Passage shown:
● ● ●

First Steps in Art is a workshop specially designed for people who are completely new to drawing or painting. So, what can you expect from your first art workshop?
Firstly a warm and friendly welcome, a cuppa and a chat when you arrive. There will be time to introduce yourself to the other members of the group and as the teacher for the day I will be taking time to help people settle in.
Then, an overall introduction to the day and what we will be up to. Clear instructions on each lesson and how to use the materials
Each lesson will be introduced in turn with plenty of guidance on what to do. I’ve some interesting and exciting things planned for us which are geared to help build your confidence quickly. As an example, we will use watercolours to paint stripes on a piece of paper and then cut it up to make a simple collage picture by sticking it on coloured card.
We take an hour for lunch allowing time for a break.
Group size is limited to 8 people so there is plenty of opportunity for one to one discussion and support from me.
Finally, you take home the results of your painting for the day.

● ● ●

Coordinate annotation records
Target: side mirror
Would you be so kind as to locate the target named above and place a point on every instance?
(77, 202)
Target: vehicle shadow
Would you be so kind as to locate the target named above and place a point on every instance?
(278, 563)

● ● ●

Task to carry out:
Retype the portion of the art workshop description starting with "First Steps in" and going on through "on coloured card.".

Solution to the exercise:
First Steps in Art is a workshop specially designed for people who are completely new to drawing or painting. So, what can you expect from your first art workshop?
Firstly a warm and friendly welcome, a cuppa and a chat when you arrive. There will be time to introduce yourself to the other members of the group and as the teacher for the day I will be taking time to help people settle in.
Then, an overall introduction to the day and what we will be up to. Clear instructions on each lesson and how to use the materials
Each lesson will be introduced in turn with plenty of guidance on what to do. I’ve some interesting and exciting things planned for us which are geared to help build your confidence quickly. As an example, we will use watercolours to paint stripes on a piece of paper and then cut it up to make a simple collage picture by sticking it on coloured card.